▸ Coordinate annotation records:
....................
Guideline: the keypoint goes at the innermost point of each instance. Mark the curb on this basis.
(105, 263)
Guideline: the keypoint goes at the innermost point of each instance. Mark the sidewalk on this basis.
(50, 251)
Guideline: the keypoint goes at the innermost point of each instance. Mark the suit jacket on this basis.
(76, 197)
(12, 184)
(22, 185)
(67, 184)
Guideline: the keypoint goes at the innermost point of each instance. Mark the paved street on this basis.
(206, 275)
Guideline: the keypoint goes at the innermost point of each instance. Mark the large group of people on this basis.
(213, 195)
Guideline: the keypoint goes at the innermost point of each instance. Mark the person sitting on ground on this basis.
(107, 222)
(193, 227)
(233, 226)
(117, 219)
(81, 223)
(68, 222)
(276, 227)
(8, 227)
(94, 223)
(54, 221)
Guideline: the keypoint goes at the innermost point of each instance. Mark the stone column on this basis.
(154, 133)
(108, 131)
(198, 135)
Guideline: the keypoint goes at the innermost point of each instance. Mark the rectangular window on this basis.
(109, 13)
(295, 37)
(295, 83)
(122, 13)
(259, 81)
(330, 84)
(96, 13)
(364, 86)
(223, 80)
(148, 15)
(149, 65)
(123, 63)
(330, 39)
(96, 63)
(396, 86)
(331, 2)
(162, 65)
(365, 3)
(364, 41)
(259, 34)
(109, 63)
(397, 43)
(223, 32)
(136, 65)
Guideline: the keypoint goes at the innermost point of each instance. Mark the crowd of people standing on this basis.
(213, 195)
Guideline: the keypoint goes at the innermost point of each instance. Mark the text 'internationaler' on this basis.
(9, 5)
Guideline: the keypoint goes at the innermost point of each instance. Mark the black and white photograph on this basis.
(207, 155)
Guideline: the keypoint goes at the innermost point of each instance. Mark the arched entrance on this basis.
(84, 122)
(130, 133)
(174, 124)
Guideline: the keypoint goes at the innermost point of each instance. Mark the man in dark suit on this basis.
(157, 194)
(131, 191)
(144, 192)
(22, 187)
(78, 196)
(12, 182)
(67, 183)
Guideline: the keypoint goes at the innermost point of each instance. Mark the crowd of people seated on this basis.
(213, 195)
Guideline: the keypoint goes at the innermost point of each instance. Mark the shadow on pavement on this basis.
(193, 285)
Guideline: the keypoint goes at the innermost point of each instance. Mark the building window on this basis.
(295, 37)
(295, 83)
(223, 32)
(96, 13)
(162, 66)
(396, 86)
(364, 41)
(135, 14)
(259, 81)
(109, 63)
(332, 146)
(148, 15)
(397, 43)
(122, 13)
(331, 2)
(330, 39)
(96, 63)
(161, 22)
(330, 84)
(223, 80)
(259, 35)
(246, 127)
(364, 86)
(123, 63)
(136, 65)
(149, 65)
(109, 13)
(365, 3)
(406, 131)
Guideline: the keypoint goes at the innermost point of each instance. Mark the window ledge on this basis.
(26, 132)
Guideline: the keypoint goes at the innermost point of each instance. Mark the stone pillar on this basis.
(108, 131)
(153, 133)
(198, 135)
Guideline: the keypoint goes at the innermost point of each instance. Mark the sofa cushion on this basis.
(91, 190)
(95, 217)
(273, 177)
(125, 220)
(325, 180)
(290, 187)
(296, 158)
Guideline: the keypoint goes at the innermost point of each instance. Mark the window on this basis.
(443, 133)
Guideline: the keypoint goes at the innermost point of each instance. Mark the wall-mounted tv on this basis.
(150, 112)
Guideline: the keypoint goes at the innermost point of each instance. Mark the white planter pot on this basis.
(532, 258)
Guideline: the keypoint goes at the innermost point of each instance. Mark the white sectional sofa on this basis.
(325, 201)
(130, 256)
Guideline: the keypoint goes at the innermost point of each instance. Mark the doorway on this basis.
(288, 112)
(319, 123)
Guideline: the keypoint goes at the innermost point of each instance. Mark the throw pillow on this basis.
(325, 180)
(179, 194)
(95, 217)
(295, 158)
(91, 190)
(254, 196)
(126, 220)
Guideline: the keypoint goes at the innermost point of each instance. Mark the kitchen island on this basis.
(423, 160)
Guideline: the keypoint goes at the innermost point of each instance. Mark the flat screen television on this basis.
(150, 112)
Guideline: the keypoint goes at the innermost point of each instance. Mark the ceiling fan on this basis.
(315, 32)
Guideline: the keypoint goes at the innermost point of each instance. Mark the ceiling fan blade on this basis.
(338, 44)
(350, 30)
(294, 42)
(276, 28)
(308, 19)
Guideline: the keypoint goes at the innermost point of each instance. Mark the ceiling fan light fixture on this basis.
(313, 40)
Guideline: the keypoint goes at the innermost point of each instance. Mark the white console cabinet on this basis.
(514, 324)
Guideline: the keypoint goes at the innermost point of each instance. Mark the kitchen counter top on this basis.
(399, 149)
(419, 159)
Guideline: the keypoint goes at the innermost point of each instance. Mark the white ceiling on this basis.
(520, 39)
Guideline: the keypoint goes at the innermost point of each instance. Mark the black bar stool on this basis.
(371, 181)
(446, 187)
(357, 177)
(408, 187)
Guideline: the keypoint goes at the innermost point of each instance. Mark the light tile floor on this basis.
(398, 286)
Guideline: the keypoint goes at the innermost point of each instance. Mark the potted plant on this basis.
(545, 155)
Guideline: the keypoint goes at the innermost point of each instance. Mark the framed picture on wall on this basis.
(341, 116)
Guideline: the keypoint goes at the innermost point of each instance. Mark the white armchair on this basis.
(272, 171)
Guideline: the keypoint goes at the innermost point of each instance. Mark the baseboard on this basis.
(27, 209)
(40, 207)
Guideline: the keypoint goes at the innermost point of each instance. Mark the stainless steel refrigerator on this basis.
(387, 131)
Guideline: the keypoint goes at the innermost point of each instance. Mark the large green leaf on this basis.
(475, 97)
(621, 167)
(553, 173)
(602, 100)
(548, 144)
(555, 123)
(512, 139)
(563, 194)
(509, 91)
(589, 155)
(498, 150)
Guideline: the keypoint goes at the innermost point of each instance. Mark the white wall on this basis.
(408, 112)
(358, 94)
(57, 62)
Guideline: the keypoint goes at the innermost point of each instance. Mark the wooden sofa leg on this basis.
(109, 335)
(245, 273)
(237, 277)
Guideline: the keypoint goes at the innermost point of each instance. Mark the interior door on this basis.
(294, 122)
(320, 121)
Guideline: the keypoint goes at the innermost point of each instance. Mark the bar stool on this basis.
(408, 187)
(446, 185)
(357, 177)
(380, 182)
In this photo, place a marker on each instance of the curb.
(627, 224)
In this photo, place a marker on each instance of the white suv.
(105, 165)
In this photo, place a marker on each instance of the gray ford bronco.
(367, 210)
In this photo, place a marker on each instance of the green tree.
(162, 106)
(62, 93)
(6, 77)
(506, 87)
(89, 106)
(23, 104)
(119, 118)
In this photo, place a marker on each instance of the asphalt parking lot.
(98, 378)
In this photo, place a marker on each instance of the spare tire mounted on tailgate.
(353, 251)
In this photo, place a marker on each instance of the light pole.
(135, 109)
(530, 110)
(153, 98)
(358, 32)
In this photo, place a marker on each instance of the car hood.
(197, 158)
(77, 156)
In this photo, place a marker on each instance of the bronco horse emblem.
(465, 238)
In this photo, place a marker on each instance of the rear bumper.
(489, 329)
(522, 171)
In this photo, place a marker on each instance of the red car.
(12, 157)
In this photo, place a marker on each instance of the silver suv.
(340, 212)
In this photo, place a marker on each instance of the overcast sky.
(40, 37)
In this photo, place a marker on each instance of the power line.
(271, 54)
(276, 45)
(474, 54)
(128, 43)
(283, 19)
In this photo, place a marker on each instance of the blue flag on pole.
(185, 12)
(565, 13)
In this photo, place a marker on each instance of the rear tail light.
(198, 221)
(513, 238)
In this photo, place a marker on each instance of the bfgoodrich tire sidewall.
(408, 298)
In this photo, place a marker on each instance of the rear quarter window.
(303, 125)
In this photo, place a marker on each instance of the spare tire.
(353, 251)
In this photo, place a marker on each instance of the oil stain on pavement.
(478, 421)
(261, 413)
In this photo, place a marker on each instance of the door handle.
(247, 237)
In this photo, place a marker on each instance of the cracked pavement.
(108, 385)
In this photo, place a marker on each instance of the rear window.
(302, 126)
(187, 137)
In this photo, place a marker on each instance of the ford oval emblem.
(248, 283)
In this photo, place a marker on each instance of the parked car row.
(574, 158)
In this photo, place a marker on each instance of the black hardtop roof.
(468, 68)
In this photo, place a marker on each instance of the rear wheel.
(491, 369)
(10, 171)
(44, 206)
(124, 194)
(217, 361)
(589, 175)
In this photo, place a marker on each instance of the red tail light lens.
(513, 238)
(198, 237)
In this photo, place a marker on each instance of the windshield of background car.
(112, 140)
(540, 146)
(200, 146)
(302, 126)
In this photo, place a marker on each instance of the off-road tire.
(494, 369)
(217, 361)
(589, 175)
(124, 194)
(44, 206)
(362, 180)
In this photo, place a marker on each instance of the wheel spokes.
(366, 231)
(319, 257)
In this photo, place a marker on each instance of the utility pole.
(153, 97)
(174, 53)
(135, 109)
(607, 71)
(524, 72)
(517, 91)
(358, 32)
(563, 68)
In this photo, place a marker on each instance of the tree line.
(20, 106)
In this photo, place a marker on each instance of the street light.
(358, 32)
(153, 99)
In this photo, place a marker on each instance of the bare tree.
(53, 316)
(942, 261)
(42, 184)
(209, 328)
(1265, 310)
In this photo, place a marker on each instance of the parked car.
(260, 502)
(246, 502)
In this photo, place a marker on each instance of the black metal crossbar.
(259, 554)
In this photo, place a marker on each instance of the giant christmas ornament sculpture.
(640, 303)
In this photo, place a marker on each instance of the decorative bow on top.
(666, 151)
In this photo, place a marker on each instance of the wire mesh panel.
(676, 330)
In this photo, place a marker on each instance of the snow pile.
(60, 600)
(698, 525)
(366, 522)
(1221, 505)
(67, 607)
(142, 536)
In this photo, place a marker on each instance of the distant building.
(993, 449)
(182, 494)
....................
▸ YOUR TASK:
Please recast the records as a JSON list of strings, one string per line with blank lines omitted, starting at the line that contains "christmas ornament sculpture." and ending at the last line of the records, both included.

▸ TASK OUTPUT:
[
  "In this photo, place a marker on each instance of the giant christmas ornament sculpture.",
  "(640, 303)",
  "In this photo, place a marker on each instance of the decorative bow on top.",
  "(666, 151)",
  "In this photo, place a marker on each instance of the wire mesh panel.",
  "(676, 330)",
  "In this photo, place a marker on each instance of the snow pile.",
  "(60, 600)",
  "(698, 525)",
  "(366, 522)",
  "(1221, 505)",
  "(67, 607)",
  "(142, 536)",
  "In this photo, place a marker on each instance of the distant building.",
  "(993, 449)",
  "(182, 494)"
]